→ **TASK DETAILS**
If a line in the listing includes the word "coat", copy it out.

→ **ENTRIES SUPPLIED**
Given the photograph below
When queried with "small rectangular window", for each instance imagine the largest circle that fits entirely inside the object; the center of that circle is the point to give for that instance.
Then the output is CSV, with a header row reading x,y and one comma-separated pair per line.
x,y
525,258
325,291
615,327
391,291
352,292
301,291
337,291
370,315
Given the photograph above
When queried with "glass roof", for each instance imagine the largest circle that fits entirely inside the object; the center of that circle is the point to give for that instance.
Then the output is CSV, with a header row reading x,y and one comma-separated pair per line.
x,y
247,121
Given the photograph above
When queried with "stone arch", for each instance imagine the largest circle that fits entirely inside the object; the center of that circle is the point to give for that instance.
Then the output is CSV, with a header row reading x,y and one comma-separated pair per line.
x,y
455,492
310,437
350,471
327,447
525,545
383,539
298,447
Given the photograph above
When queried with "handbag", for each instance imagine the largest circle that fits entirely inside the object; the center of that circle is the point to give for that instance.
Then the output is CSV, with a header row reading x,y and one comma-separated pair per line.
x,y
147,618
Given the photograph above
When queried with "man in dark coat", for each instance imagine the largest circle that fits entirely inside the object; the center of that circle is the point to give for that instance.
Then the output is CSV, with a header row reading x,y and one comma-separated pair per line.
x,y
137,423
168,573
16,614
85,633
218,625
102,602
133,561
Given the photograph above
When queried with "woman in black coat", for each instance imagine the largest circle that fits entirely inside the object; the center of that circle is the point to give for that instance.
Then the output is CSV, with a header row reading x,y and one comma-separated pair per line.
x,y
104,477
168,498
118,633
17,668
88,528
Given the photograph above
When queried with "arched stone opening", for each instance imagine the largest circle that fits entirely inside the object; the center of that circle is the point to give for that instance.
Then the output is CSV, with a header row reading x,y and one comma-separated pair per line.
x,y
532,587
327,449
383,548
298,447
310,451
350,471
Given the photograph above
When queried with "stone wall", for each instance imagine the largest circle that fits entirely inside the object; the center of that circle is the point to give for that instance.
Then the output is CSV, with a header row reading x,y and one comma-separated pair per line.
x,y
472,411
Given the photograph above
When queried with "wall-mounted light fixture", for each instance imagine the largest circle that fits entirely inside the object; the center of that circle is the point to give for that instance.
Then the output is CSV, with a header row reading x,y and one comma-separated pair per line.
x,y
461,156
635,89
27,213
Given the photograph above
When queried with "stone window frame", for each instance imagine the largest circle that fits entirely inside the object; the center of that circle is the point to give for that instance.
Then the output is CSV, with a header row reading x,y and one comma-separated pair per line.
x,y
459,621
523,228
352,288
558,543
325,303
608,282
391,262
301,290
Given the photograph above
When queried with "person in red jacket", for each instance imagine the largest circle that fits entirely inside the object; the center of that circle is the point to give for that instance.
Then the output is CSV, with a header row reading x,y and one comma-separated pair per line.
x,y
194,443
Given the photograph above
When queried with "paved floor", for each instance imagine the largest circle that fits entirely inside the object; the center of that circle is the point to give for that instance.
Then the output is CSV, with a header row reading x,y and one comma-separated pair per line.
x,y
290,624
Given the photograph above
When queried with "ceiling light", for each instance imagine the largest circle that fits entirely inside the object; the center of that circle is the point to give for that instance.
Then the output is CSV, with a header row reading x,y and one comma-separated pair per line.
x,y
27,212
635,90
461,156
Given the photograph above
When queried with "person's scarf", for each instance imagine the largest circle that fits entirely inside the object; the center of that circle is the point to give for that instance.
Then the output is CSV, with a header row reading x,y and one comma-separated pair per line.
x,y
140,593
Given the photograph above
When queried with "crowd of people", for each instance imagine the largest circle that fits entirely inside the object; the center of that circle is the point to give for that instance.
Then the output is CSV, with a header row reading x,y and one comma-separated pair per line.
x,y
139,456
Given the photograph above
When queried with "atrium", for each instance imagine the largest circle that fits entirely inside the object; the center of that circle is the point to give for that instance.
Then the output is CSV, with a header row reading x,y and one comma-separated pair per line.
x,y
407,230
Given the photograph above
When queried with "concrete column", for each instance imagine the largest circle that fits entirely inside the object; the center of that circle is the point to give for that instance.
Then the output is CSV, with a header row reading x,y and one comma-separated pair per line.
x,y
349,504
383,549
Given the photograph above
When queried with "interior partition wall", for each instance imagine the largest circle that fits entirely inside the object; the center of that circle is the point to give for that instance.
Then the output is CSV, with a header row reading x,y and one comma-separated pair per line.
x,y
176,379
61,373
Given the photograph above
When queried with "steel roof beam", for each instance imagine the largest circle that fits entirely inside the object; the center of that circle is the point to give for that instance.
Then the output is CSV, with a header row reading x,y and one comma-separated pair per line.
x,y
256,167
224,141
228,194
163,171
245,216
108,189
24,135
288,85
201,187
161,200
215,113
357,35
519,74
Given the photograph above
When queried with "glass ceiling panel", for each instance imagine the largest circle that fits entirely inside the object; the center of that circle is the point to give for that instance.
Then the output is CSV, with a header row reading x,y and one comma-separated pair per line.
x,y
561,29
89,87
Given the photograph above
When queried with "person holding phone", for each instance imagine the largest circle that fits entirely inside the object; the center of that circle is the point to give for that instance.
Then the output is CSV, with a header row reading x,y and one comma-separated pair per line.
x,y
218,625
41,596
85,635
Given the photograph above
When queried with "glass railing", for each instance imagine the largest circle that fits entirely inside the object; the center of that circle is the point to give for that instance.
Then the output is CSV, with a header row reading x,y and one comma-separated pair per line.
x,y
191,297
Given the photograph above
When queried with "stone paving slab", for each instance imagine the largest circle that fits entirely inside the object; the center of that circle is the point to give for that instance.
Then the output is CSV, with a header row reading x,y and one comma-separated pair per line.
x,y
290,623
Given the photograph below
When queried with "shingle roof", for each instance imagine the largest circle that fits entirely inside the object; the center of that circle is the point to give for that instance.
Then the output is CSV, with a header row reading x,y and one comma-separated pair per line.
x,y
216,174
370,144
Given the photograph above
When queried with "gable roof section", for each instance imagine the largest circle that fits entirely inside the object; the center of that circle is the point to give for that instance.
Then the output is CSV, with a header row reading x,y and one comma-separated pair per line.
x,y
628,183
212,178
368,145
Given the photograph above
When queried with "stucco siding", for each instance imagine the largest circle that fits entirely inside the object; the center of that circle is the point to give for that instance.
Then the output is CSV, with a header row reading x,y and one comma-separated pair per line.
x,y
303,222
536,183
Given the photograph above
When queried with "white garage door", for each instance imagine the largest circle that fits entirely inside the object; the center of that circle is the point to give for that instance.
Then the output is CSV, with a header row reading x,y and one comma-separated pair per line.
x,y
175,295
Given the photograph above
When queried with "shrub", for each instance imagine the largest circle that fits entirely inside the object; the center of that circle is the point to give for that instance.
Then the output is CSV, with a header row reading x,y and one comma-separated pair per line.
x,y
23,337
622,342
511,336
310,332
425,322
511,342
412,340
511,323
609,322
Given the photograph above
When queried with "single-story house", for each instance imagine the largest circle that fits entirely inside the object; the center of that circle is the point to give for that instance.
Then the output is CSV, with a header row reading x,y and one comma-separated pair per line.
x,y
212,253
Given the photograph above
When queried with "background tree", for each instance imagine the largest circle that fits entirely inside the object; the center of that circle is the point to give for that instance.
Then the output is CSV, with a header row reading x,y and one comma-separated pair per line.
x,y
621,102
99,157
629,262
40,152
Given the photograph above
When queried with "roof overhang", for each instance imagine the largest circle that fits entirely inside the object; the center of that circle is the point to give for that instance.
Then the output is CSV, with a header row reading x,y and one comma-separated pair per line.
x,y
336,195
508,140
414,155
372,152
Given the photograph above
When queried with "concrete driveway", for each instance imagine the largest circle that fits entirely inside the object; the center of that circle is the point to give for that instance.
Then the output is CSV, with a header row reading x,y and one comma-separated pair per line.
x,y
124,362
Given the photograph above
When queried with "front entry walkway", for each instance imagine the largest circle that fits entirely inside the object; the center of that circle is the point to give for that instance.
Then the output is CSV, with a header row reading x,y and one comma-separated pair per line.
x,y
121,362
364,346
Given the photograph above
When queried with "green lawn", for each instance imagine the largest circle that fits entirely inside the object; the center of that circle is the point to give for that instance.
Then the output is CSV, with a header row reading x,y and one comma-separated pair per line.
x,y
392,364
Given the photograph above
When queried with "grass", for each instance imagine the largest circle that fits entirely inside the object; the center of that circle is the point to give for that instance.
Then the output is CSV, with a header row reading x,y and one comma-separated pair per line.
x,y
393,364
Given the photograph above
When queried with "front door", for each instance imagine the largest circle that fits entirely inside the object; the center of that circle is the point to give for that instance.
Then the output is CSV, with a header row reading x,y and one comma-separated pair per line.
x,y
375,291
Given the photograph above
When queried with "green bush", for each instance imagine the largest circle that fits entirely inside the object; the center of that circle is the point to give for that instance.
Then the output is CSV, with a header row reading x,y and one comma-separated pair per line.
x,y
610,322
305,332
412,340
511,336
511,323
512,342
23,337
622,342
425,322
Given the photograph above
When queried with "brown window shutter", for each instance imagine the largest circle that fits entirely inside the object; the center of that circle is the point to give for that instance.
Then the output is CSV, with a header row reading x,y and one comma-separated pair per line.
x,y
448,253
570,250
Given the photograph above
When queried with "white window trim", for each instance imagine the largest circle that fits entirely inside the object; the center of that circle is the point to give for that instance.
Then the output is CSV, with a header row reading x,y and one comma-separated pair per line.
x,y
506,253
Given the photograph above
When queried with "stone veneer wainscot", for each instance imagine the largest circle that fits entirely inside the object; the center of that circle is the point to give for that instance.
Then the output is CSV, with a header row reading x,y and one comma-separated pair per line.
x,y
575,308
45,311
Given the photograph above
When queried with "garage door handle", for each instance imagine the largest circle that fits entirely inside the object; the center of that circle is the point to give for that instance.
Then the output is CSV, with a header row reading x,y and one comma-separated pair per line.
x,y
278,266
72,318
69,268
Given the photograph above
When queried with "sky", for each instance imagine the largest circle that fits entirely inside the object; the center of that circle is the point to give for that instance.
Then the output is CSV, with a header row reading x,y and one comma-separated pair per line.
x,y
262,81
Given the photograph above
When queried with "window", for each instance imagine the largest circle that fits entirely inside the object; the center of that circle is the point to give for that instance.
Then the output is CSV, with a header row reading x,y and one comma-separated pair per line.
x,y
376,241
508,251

→ **EXERCISE RESPONSE**
When queried with "man in dark coat", for each instance imagine the largest circle that fits entirely inside the object; the center of that circle is the point to give for that instance.
When queried with "woman in black coat", for each instance imagine the largest circle that fits entirely inside the object; the center of that circle is the point to give for that instance.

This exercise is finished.